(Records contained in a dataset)
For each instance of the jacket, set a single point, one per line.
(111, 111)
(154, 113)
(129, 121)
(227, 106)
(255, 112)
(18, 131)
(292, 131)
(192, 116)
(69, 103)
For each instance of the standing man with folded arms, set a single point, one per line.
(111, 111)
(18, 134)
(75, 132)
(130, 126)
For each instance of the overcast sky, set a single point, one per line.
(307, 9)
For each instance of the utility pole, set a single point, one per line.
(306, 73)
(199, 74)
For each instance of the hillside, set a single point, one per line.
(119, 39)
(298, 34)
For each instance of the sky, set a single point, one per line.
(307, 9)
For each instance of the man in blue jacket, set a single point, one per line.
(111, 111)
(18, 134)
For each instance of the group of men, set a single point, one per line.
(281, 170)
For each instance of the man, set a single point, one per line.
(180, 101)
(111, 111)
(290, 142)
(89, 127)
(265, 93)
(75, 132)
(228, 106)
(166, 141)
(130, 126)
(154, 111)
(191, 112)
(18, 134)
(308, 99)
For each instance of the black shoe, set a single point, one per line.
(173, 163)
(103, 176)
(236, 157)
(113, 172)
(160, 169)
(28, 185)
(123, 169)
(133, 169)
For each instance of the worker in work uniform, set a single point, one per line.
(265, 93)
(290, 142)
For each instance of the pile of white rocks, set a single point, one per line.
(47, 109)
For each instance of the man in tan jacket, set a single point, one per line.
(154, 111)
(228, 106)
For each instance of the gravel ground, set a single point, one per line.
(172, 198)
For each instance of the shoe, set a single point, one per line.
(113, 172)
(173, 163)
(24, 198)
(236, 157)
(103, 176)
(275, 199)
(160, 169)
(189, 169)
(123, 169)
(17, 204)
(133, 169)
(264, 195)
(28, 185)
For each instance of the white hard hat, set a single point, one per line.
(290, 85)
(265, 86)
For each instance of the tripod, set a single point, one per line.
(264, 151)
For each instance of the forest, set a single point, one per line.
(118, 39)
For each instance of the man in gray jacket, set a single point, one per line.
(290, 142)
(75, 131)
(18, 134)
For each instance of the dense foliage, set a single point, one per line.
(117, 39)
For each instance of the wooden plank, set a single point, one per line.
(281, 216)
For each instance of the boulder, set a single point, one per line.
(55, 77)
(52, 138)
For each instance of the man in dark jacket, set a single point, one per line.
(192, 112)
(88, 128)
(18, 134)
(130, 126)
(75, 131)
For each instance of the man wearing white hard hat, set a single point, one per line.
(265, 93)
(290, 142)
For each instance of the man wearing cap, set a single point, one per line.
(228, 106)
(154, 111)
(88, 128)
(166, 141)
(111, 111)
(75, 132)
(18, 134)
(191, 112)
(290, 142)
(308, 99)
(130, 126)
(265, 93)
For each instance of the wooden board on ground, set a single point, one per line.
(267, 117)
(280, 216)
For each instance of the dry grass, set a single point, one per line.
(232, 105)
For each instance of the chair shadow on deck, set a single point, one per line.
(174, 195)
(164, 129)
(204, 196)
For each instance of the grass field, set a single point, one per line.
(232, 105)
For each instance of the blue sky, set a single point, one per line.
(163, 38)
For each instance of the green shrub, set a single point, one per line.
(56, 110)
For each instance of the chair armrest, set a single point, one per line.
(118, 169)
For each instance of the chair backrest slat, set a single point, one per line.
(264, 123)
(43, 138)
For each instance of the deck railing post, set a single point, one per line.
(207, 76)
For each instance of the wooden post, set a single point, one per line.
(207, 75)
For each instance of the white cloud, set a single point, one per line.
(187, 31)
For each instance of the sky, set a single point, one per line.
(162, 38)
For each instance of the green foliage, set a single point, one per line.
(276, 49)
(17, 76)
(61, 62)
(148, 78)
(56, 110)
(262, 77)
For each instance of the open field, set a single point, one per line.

* **What you are asked to do**
Exactly as written, please output every entry.

* **Written solution**
For each instance of the jacket, set a single point, one per line.
(111, 111)
(154, 113)
(129, 121)
(227, 106)
(255, 112)
(18, 131)
(292, 131)
(192, 116)
(69, 103)
For each instance of the standing man with folded arms, set a single point, one per line.
(111, 111)
(18, 134)
(75, 132)
(130, 126)
For each instance of the overcast sky, set a single point, one per line.
(307, 9)
For each instance of the utility pole, set a single point, one per line.
(306, 73)
(199, 74)
For each instance of the hillside, set a single point, one per line.
(119, 39)
(298, 34)
For each instance of the sky, set a single point, one per line.
(307, 9)
For each instance of the man in blue jacket, set a single point, one per line.
(111, 111)
(18, 134)
For each instance of the group of men, set a single point, one per line.
(281, 170)
For each instance of the man, set a single point, one per line.
(180, 101)
(111, 111)
(290, 142)
(89, 127)
(265, 93)
(75, 132)
(228, 106)
(166, 141)
(130, 126)
(154, 111)
(191, 112)
(18, 134)
(308, 99)
For each instance of the black shoe, set a single point, one per line.
(173, 163)
(103, 176)
(236, 157)
(113, 172)
(160, 169)
(28, 185)
(123, 169)
(133, 169)
For each instance of the worker in work uniform, set a single point, one per line.
(265, 93)
(290, 142)
For each instance of the pile of white rocks, set a single point, one per line.
(47, 109)
For each instance of the man in tan jacket, set a single point, one per line.
(154, 111)
(228, 106)
For each instance of the gravel ground, set a single point, one per line.
(172, 198)
For each instance of the shoe, set a single point, one per line.
(113, 172)
(173, 163)
(24, 198)
(236, 157)
(103, 176)
(275, 199)
(160, 169)
(189, 169)
(123, 169)
(17, 204)
(133, 169)
(264, 195)
(28, 185)
For each instance of the white hard hat, set a single point, one per line.
(290, 85)
(265, 86)
For each instance of the tripod, set a single point, one per line.
(264, 151)
For each instance of the forest, set a single point, one per line.
(118, 39)
For each instance of the man in gray jacket, set a single point, one per line.
(290, 142)
(75, 131)
(18, 134)
For each instance of the dense foliage, set a single point, one per line.
(117, 39)
For each instance of the wooden plank, set a single point, one per line.
(281, 216)
For each instance of the boulder, set a single point, one per line.
(55, 77)
(52, 138)
For each instance of the man in dark jacket, set a single point, one per line.
(192, 112)
(88, 128)
(18, 134)
(130, 126)
(75, 131)
For each instance of the man wearing white hard hat, set a single point, one per line.
(265, 93)
(290, 142)
For each instance of the man wearing cap, set a single point, one per line.
(228, 106)
(154, 111)
(88, 128)
(166, 141)
(111, 111)
(75, 132)
(18, 134)
(191, 112)
(290, 142)
(308, 99)
(130, 126)
(265, 93)
For each instance of the wooden board on ground, set a single point, one per line.
(267, 117)
(280, 216)
For each instance of the dry grass, set a single point, one per line.
(232, 105)
For each instance of the chair shadow on deck, set a single point, one per line.
(174, 195)
(164, 129)
(204, 196)
For each instance of the grass field, set a single point, one per line.
(232, 105)
For each instance of the blue sky, set a single point, one per line.
(163, 38)
For each instance of the green shrub, set a single point, one per line.
(56, 110)
For each instance of the chair armrest, set a single point, one per line.
(118, 169)
For each instance of the chair backrest slat, set a single point, one per line.
(264, 123)
(43, 138)
For each instance of the deck railing post, set a single point, one per line.
(207, 76)
For each instance of the wooden post, set a single point, one per line.
(207, 75)
For each instance of the white cloud, set a single point, one per line.
(187, 31)
For each instance of the sky, set a single point, one per line.
(162, 38)
For each instance of the green foliage, set a single point, one per line.
(276, 49)
(17, 76)
(61, 62)
(148, 78)
(56, 110)
(262, 77)
For each instance of the open field, set a single point, one per line.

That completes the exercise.